Transcribe, word for word, the line containing "In this exercise you will tag the man's" and each line following it through the end of the listing below. Omit all other lines.
─── Dataset records ───
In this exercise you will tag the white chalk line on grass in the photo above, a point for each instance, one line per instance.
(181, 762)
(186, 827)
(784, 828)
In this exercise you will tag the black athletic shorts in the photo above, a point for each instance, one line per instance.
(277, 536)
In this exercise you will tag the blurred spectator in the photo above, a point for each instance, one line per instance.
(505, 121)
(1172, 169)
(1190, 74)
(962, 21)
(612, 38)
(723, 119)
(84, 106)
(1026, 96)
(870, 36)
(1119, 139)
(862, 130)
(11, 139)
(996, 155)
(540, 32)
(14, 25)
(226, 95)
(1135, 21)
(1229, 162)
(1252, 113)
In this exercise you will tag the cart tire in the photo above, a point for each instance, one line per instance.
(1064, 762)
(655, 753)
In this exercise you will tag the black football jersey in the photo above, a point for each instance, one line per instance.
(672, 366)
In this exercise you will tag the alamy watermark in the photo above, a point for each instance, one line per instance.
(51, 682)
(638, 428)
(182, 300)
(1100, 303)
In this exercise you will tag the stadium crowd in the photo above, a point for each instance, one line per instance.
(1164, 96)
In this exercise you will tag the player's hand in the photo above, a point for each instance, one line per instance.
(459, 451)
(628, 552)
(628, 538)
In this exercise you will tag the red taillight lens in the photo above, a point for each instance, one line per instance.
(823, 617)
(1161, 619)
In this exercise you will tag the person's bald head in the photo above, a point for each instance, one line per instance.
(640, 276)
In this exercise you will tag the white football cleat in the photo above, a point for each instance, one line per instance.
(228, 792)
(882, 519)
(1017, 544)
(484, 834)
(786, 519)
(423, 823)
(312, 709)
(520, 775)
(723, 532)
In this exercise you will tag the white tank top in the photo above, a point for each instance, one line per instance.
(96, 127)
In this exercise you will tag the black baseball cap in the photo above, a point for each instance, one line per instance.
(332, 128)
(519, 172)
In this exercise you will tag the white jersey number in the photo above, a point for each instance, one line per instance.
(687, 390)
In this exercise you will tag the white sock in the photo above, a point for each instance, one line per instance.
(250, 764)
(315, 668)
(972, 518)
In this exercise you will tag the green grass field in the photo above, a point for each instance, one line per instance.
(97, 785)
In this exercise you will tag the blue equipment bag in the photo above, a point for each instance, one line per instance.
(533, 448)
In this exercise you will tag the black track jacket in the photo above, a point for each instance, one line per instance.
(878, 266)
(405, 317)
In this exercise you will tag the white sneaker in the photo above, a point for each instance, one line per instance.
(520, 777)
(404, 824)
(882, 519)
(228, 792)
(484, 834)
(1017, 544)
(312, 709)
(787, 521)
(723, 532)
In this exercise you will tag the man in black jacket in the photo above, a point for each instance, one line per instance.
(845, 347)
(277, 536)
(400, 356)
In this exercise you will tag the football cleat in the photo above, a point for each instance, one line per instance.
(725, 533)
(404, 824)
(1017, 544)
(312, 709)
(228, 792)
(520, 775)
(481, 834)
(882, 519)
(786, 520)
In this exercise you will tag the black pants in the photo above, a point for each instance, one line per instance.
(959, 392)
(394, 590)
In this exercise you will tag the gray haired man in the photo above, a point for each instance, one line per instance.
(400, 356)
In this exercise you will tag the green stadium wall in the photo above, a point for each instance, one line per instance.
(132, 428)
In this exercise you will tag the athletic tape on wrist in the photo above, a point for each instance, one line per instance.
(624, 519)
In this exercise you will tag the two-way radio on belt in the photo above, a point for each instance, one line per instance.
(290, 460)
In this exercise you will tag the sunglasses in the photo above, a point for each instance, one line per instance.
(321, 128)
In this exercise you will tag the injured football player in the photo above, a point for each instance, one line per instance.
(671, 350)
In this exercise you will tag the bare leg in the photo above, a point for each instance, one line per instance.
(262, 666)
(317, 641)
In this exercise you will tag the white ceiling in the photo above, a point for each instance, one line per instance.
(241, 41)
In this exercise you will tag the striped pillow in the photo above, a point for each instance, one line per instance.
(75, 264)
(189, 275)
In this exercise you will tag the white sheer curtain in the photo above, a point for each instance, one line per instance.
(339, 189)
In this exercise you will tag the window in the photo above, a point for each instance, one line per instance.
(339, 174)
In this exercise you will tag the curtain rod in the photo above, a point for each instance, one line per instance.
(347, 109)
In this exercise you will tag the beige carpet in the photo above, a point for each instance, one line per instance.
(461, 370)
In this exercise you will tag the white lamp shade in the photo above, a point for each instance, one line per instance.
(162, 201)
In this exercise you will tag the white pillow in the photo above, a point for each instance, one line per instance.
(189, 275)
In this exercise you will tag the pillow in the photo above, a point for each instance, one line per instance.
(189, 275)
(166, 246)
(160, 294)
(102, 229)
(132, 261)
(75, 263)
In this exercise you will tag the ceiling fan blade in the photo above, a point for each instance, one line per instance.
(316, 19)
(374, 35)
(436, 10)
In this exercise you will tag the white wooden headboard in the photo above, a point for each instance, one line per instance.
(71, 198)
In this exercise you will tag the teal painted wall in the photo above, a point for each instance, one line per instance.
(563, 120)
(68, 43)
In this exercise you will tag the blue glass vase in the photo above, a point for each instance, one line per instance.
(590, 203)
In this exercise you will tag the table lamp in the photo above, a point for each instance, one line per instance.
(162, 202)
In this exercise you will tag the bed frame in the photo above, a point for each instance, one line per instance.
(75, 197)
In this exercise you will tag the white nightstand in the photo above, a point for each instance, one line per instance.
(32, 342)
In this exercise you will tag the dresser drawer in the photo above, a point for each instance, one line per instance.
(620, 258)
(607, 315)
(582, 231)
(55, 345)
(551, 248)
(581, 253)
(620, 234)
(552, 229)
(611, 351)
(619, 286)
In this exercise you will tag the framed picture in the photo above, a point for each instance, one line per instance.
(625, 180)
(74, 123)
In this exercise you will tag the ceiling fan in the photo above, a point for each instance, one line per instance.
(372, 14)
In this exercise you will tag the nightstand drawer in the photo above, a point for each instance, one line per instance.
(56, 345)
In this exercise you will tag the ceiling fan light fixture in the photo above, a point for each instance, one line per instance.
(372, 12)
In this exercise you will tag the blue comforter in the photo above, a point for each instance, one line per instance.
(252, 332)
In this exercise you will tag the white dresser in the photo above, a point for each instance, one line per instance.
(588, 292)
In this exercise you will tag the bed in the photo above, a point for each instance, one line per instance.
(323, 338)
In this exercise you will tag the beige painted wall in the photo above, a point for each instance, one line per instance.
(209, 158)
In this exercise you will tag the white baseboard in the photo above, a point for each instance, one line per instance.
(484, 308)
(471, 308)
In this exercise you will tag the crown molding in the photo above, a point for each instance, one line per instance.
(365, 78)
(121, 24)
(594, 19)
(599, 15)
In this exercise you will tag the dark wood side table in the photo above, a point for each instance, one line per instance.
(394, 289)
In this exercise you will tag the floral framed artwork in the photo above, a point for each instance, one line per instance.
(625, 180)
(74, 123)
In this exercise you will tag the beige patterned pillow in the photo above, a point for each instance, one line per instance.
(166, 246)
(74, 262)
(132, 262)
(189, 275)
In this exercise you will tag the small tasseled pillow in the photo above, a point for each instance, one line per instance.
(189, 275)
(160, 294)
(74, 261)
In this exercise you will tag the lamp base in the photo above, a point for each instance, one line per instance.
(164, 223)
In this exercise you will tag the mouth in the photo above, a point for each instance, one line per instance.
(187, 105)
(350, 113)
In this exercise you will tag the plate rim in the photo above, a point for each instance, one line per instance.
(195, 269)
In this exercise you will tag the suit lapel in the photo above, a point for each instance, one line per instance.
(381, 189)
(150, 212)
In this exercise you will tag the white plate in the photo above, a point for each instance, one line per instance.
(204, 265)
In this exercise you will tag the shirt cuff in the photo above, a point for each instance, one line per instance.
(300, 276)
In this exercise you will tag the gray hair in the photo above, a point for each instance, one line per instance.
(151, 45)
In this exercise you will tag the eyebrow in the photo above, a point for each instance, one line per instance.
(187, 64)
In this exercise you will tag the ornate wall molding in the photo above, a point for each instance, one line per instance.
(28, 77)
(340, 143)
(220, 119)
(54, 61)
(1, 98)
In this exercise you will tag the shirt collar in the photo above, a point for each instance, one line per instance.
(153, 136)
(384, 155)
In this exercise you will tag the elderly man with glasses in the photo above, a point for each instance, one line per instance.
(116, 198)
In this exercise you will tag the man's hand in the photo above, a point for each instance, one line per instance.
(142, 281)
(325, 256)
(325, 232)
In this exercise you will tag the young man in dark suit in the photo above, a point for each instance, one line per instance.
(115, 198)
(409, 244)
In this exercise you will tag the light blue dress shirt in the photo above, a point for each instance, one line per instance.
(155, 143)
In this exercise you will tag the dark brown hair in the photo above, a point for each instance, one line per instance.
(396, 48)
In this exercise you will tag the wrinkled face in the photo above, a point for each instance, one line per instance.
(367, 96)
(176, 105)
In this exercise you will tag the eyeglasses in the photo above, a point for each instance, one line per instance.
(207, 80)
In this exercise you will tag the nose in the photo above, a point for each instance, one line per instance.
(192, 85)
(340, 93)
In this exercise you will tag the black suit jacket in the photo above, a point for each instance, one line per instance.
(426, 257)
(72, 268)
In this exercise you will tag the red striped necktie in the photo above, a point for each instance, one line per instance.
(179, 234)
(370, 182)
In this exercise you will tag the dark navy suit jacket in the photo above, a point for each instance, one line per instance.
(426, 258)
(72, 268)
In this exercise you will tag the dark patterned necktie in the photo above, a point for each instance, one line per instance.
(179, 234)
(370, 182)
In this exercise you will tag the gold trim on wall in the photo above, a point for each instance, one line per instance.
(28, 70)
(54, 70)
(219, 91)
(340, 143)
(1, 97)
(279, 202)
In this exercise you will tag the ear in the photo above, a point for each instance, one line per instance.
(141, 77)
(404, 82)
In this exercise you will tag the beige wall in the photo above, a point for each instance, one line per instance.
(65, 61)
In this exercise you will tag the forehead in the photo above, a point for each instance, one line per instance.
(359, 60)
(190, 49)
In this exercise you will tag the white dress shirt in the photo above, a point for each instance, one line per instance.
───
▶ Exercise result
In this exercise you will tag the man's hand in the photo above, a point for each instance, one line per instance.
(142, 281)
(325, 256)
(325, 232)
In this exercise you will tag the young man in dark suit in the photo above, a point for each instance, one line per instance.
(115, 198)
(409, 244)
In this exercise you will tag the light blue dress shirt in the photo above, a point for each instance, one line per instance.
(155, 143)
In this exercise you will tag the dark brown hair in the photo above, a point for each instance, one line per instance.
(396, 48)
In this exercise you will tag the wrinkled face in the photo above, a point for each instance, one line per instance.
(367, 96)
(176, 105)
In this exercise you will tag the eyeglasses in the photo above, a point for each instance, one line per instance.
(207, 80)
In this exercise you will tag the nose in the photo above, a point for each instance, one line per instance.
(192, 85)
(340, 93)
In this exercise you will tag the black suit jacket in the photo above, a point for each instance, one line per instance.
(426, 257)
(72, 268)
In this exercise you will tag the red striped necktie in the photo above, a point for each instance, one line per instance.
(179, 234)
(370, 182)
In this exercise you will tag the dark navy suit jacket in the photo above, a point for each instance, one line per instance.
(426, 258)
(72, 268)
In this exercise you will tag the dark patterned necktie in the photo above, a point for each instance, one line per instance.
(179, 234)
(370, 182)
In this exercise you will tag the gold trim on wall in the photo above, a point for each instance, one line per instance.
(28, 70)
(54, 70)
(219, 91)
(340, 143)
(1, 97)
(279, 202)
In this exercise you will tag the ear in the photo above, a point for each instance, one line per instance.
(141, 77)
(404, 82)
In this exercise you will tag the beige wall in the photo above, a point for each instance, one line per instance.
(65, 61)
In this exercise you will tag the forehead in the photo above, a point for each instance, one line per instance.
(359, 60)
(190, 49)
In this exercise you will tag the white dress shirt in the photo above, a point for each instance, one line per instance.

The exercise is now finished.